====== LISTED RECORDS ======

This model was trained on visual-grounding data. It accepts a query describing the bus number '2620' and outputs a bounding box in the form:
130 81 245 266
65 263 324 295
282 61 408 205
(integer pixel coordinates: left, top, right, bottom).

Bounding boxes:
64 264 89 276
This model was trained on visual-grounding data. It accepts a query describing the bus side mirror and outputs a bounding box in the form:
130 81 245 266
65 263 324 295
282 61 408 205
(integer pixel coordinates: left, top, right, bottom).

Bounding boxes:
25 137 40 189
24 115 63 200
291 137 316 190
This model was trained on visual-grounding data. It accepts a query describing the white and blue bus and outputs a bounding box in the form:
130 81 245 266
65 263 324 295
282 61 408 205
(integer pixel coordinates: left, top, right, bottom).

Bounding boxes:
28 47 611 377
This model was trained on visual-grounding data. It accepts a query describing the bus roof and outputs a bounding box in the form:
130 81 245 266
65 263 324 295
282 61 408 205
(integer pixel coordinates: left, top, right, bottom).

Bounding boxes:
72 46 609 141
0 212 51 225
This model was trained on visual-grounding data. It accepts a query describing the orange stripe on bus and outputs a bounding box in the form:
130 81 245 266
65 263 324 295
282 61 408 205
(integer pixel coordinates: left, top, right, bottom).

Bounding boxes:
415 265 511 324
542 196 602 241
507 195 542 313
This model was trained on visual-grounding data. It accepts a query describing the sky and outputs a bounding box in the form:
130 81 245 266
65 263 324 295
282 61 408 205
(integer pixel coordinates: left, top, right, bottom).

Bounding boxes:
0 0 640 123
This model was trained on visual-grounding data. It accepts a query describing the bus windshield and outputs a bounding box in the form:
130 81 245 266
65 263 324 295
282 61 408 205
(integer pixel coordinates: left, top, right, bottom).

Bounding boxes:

======

= STATED PROBLEM =
Reproduce the listing above verbatim, from its first line to its last.

= TASK SOLUTION =
This model was trained on visual-grounding data. It accepts a query describing the bus number '2620' and outputs a bounding box in the form:
130 81 245 266
65 263 324 295
282 61 408 205
(integer pixel coordinates: left, top, right, bottom).

Bounding boxes:
64 264 89 276
This model was trained on visual-grounding data. It accepts a query describing the bus side mirror and outputs a bounding box in the form:
130 81 245 266
65 263 324 295
282 61 408 205
(integer pixel coordinates: left, top, right, bottom).

Bounding boxes:
25 137 40 189
24 115 63 200
291 137 316 190
This model was trained on visual-grounding data. It accepts a query describing the white and blue bus and outputs a bounding box in the form:
130 81 245 266
65 263 324 295
282 61 408 205
(integer pixel coordinates: left, top, right, bottom).

Bounding boxes:
28 47 611 377
This model was trained on visual-grounding data. It accepts a query describing the bus roof and outputs a bounding box in the form:
130 81 245 266
65 263 324 295
282 61 408 205
(integer pixel coordinates: left, top, right, bottom).

Bounding boxes:
72 46 609 141
0 212 51 225
This model was trained on visual-grounding data. It accepts a query describing the orange stripe on bus and outputs a bounding box in the form:
130 81 245 266
65 263 324 295
282 61 408 205
(integer pixel coordinates: left, top, right, bottom).

Bounding boxes:
415 265 511 324
542 196 602 241
507 195 542 313
This model was trained on visual-grounding data. It accepts a query describing the sky and outputs a bounding box in the form:
130 81 245 266
65 263 324 295
282 61 408 205
(integer pixel coordinates: left, top, right, bottom).

Bounding boxes:
0 0 640 123
This model was trained on visual-grounding data. It accepts a query describing the bus windshield and outputs a bounding box in the form:
130 81 245 266
65 263 324 295
282 61 408 205
(integer pixel coordinates: left, top, right, bottom).

Bounding boxes:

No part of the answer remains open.